** Opening Supplied material block **

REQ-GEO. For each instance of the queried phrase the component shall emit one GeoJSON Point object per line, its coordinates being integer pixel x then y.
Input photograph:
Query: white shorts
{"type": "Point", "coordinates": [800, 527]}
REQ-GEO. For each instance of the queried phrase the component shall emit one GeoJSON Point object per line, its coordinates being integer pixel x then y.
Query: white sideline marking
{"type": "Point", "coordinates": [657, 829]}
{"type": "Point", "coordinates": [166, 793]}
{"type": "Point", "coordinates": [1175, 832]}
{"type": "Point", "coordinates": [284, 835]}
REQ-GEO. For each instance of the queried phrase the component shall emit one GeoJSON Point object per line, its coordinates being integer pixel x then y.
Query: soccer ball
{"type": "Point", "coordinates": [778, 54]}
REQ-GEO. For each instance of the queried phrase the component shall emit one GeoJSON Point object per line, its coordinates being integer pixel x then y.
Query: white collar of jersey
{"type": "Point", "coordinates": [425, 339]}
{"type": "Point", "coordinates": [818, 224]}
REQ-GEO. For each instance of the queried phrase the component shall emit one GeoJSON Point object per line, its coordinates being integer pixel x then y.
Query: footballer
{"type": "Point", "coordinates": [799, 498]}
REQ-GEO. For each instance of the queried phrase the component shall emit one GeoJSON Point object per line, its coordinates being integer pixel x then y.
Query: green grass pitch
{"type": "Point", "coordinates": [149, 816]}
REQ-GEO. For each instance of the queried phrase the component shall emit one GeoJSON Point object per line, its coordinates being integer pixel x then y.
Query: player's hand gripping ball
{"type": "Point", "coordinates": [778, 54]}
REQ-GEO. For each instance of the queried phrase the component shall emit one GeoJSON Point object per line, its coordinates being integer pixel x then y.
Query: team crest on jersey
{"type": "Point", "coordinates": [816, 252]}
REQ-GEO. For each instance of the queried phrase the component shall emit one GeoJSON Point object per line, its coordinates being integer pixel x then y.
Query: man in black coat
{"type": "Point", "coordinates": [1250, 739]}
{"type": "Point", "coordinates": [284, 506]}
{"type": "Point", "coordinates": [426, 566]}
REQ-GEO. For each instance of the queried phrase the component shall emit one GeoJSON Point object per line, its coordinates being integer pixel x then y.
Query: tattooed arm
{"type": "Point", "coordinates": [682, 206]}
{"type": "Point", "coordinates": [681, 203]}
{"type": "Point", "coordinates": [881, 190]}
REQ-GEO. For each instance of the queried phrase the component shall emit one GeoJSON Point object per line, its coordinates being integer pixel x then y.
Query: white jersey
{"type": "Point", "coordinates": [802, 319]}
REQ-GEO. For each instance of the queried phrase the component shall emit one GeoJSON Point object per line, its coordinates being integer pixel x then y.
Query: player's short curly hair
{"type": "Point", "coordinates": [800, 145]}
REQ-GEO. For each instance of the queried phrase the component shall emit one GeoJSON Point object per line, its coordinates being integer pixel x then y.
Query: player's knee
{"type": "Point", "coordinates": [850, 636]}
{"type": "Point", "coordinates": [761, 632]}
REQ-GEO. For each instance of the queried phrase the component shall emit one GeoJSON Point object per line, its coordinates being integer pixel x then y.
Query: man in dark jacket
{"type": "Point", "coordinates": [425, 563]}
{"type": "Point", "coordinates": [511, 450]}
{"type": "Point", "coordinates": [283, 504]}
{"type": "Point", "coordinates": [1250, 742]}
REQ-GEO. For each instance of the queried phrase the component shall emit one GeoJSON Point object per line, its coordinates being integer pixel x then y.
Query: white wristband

** Closing Supplied material block **

- _What this task involves_: The range runs from the line with "Query: man in dark jacket" to the last line of the entries above, both included. Restate it word for word.

- _Exercise output_:
Query: man in dark jacket
{"type": "Point", "coordinates": [425, 563]}
{"type": "Point", "coordinates": [511, 450]}
{"type": "Point", "coordinates": [283, 504]}
{"type": "Point", "coordinates": [1250, 742]}
REQ-GEO. For each instance of the queried phrase the component shall emit one GeoJSON Point object per line, its coordinates being integer pixel x then y.
Query: white wristband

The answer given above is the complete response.